**AIM OF THE TASK:**
Which lines in the items below contain the string "studio" with the same capitalization? Collect each of those lines.

- - -

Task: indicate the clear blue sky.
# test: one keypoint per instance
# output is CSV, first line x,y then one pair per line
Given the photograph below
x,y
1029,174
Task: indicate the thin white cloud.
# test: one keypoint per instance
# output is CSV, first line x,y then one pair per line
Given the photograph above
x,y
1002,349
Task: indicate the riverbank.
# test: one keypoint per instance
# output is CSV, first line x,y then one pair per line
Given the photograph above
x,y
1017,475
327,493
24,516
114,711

- - -

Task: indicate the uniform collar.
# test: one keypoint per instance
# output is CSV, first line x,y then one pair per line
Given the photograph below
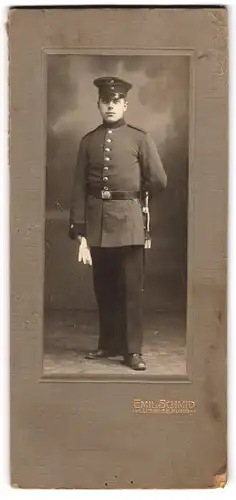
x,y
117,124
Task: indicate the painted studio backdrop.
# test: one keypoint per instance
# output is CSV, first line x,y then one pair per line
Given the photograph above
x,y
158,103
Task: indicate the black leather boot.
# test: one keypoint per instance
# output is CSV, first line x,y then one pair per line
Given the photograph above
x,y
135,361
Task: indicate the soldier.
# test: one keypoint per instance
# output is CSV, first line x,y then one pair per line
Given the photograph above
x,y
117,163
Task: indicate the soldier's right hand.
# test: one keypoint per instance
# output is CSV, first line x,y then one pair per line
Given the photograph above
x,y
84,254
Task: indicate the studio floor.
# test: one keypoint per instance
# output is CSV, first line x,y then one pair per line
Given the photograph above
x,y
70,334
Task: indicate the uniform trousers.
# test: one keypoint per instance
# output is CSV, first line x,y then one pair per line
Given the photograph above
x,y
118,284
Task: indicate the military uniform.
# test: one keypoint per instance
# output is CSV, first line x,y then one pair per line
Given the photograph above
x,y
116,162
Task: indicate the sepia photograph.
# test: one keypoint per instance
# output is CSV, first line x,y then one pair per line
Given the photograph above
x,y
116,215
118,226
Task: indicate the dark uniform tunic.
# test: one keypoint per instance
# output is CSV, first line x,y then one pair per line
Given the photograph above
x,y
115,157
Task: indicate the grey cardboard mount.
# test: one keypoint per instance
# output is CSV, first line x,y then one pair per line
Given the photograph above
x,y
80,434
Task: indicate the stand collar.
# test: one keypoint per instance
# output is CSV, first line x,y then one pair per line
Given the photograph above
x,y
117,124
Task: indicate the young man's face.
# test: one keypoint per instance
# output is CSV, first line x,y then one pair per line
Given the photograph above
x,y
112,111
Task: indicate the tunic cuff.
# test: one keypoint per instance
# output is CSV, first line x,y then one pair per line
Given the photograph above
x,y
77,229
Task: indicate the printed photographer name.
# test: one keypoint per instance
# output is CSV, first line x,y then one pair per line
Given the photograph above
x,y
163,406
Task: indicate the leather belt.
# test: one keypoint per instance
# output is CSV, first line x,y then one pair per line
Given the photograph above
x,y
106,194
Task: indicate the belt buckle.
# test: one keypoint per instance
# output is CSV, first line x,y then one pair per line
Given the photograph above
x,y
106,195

- - -

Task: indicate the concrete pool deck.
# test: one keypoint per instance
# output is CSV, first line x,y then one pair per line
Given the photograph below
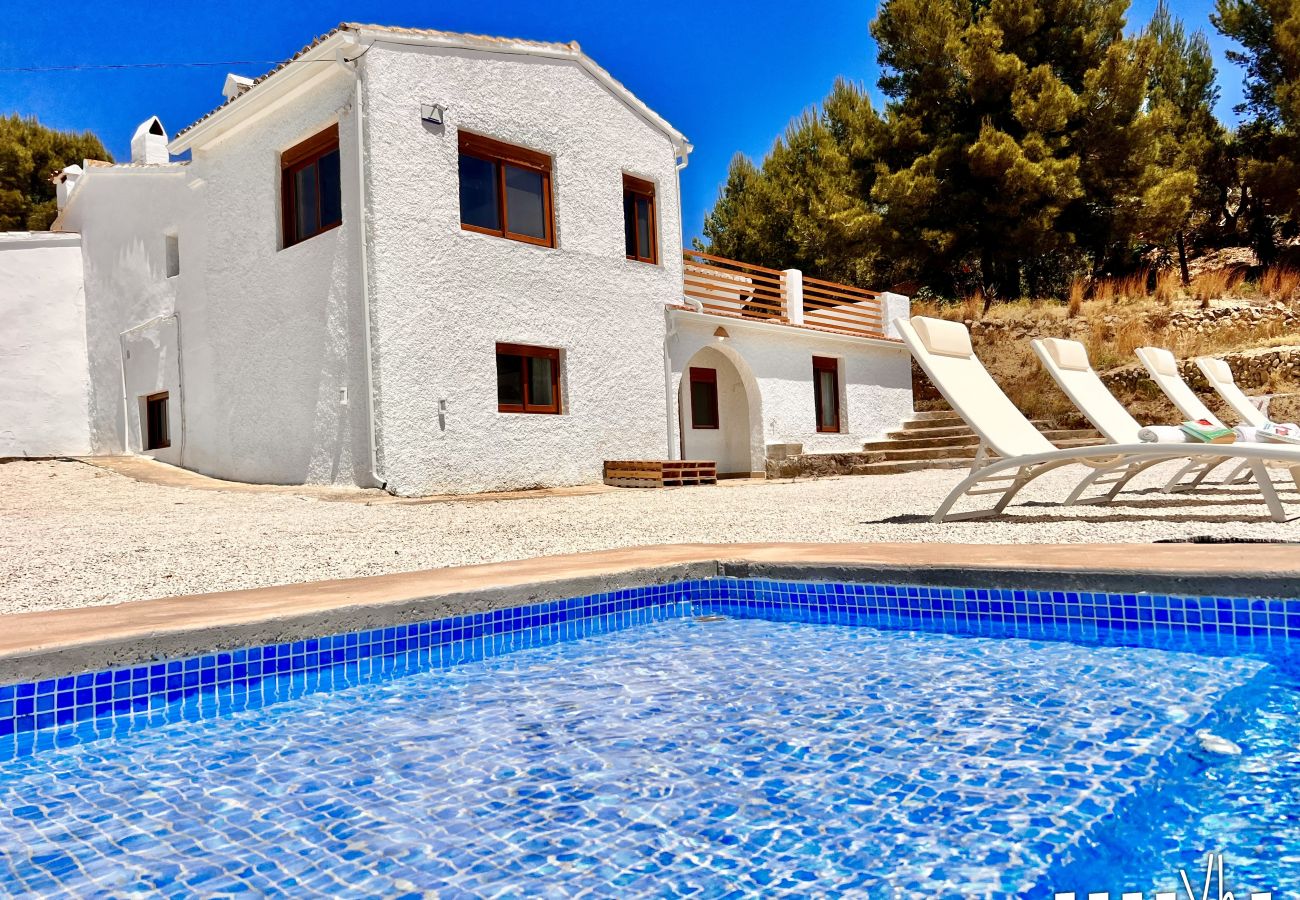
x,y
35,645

- - -

**SOLUTION BELOW:**
Task: indicate the painted studio backdrop.
Task: indicate the studio floor.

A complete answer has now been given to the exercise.